SET TASK:
Copy the lines of the data below word for word, from the line that contains "of the water" to the line that contains "x=620 y=498", including both of those lines.

[Collection entries]

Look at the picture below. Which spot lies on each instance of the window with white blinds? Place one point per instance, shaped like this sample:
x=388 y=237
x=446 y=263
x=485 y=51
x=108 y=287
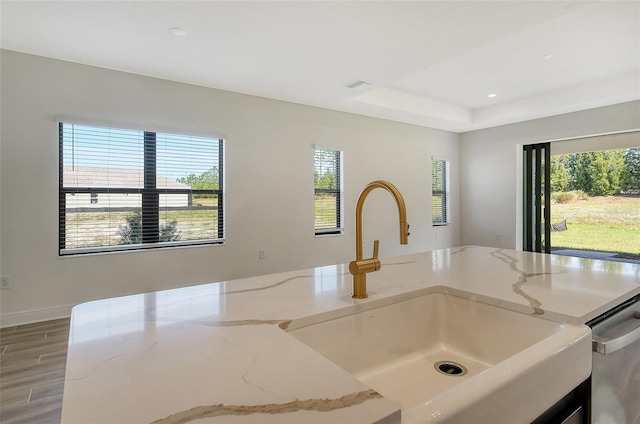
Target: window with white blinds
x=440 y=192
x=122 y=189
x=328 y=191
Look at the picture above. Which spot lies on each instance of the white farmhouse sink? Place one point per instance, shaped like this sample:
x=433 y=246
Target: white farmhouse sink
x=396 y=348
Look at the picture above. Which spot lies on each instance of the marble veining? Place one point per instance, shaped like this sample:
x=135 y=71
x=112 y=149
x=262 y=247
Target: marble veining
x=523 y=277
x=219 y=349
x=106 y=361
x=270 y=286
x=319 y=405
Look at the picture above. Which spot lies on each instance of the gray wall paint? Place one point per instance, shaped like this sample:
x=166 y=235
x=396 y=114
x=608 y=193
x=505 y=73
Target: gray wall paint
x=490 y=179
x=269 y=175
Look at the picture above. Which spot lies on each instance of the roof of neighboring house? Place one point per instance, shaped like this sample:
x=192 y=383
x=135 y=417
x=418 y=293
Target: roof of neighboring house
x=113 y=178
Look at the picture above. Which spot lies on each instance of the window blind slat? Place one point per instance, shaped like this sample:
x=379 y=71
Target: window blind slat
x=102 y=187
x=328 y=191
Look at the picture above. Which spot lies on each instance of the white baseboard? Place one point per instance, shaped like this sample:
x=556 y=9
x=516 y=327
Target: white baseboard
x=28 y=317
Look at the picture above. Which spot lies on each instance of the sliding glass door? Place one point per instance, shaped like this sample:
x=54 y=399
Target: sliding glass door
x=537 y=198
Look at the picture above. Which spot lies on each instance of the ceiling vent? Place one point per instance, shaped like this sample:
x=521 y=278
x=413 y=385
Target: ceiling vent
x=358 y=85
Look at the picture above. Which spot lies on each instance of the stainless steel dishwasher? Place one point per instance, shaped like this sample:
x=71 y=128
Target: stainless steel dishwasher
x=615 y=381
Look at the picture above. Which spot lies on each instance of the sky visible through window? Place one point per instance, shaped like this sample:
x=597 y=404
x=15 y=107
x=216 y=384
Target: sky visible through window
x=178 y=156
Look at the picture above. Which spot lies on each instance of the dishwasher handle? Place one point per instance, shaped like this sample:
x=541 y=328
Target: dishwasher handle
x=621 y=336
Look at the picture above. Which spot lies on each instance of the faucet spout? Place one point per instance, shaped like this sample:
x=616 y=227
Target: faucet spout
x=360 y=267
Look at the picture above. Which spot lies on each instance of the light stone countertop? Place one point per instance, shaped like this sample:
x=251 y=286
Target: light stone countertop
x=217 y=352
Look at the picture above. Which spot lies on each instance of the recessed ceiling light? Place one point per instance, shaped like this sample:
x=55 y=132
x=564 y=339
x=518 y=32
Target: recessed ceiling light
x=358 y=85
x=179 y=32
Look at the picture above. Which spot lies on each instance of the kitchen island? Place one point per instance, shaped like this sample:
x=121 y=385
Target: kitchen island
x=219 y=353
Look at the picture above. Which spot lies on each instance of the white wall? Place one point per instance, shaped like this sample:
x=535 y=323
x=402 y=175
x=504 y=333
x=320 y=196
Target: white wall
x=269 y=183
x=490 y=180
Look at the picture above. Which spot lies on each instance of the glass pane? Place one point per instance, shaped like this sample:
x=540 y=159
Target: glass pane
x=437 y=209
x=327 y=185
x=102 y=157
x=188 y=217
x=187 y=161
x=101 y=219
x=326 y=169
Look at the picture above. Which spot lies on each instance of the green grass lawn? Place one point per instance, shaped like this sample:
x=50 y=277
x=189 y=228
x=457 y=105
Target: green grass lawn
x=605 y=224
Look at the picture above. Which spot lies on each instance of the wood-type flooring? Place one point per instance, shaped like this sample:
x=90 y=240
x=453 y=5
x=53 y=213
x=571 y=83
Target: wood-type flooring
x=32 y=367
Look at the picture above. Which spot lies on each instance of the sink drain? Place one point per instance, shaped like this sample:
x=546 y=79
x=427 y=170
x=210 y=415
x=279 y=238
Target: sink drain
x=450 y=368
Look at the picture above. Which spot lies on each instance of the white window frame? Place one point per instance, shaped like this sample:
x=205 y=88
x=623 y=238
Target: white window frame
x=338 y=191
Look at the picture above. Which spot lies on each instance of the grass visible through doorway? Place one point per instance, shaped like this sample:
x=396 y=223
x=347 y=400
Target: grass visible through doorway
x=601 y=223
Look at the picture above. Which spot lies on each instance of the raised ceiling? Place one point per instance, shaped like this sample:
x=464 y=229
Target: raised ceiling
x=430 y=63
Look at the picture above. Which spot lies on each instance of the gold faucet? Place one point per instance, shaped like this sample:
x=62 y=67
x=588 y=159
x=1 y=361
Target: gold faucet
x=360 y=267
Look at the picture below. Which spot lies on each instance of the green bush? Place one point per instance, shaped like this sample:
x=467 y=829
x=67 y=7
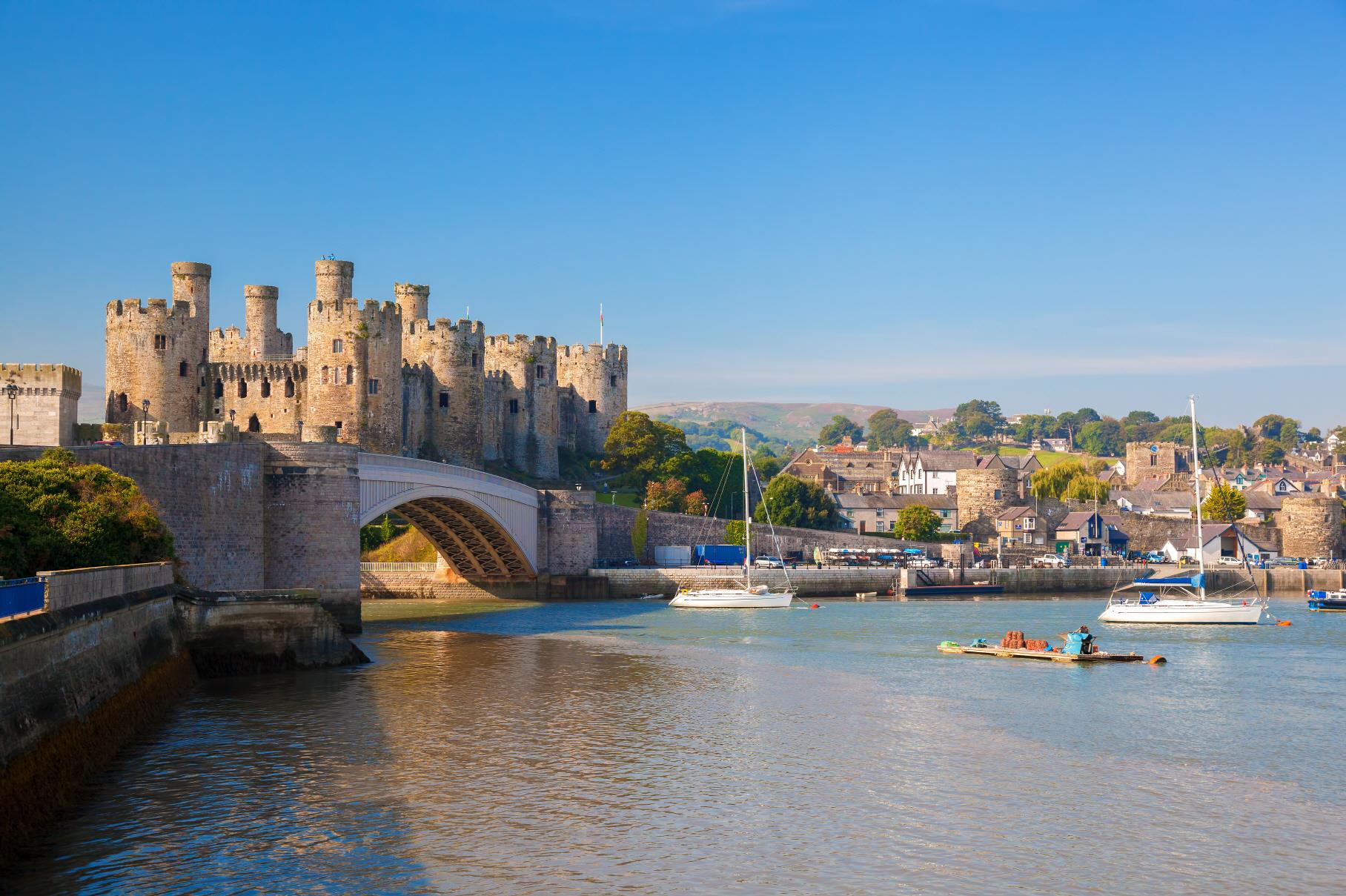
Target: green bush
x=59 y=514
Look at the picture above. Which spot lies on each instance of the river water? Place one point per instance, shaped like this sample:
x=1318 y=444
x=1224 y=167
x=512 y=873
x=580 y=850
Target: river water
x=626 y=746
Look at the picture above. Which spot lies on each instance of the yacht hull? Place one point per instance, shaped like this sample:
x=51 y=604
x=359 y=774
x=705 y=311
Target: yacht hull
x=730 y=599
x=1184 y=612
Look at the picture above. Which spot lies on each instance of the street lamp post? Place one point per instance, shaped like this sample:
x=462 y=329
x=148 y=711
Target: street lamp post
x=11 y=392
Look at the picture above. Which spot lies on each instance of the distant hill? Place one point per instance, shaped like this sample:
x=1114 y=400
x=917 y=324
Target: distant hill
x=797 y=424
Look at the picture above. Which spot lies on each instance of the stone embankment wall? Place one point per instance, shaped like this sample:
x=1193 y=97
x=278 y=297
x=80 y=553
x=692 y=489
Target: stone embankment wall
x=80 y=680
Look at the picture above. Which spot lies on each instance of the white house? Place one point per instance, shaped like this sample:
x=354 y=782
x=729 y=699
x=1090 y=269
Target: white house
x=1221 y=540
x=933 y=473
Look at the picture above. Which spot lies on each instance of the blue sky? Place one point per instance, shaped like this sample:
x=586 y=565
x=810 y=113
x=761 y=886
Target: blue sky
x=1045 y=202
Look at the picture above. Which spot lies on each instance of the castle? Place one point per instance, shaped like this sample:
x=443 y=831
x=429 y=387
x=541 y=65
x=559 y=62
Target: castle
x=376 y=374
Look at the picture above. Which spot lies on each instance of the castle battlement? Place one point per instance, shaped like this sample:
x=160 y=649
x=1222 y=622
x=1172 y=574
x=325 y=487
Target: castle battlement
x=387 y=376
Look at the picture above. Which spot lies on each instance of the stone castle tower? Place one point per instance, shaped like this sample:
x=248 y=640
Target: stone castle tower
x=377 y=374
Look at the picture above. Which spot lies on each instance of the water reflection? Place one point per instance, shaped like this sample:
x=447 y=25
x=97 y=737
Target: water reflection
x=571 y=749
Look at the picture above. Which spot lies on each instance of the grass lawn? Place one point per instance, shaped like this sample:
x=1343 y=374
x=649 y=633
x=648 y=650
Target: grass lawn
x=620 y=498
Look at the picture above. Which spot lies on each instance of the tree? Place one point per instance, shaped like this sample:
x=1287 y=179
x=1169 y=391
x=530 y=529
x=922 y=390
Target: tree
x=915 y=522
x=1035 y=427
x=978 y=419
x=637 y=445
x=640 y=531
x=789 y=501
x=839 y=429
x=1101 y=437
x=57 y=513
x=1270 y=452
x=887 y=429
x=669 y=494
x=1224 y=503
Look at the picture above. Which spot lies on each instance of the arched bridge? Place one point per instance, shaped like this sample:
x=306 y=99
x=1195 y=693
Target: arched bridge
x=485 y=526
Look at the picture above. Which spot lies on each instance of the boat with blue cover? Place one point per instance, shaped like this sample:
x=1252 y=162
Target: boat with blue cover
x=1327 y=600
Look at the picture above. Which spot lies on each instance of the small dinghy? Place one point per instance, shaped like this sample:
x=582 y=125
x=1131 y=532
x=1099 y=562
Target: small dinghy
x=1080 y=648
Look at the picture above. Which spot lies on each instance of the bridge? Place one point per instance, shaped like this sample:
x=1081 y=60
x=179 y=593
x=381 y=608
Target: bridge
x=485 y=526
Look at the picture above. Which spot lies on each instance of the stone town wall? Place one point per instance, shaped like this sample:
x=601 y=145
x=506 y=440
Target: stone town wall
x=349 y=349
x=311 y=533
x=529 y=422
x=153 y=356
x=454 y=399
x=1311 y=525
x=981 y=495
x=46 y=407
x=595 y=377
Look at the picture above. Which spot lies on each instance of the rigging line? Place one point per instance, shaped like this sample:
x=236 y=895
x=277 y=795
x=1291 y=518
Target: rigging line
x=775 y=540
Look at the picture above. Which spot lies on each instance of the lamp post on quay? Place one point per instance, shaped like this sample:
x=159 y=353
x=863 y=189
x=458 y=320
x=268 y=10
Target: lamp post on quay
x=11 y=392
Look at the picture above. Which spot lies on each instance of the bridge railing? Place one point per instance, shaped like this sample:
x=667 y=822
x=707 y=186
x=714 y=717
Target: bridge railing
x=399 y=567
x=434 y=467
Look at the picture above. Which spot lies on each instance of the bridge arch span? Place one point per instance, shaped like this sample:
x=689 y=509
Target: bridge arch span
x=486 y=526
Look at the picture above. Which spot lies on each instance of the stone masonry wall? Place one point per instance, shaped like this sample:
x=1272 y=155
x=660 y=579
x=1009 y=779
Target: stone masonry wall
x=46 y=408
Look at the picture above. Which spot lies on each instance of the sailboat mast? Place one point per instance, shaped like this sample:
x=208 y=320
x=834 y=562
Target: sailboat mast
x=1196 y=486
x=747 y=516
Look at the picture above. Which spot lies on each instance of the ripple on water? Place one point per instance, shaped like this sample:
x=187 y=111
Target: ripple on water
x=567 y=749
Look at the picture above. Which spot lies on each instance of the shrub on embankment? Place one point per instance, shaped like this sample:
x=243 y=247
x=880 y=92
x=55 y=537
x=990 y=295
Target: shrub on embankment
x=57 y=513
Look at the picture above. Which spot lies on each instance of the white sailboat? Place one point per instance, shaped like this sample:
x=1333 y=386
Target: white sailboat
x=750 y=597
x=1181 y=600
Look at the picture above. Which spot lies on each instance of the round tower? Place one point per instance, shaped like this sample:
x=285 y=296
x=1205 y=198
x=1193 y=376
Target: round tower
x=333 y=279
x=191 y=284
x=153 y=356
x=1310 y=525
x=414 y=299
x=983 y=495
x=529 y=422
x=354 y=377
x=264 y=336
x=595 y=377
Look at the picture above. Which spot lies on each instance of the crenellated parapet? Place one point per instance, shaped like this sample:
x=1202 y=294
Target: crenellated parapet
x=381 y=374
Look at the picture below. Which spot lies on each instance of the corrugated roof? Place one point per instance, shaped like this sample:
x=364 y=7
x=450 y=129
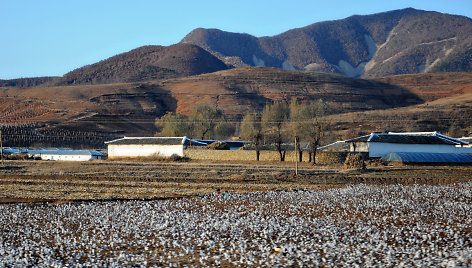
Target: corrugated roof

CORRECT RESULT:
Look at the picture above. Which spot lies on each instance of the water reflection? Place one point per instance, shaped like this sample:
x=447 y=25
x=97 y=737
Target: water reflection
x=571 y=749
Look at the picture above. Which spot lies on each instance of the grass lawn? Place one point per instance, shaped like this sample:
x=1343 y=374
x=649 y=633
x=648 y=650
Target: grass lawn
x=620 y=498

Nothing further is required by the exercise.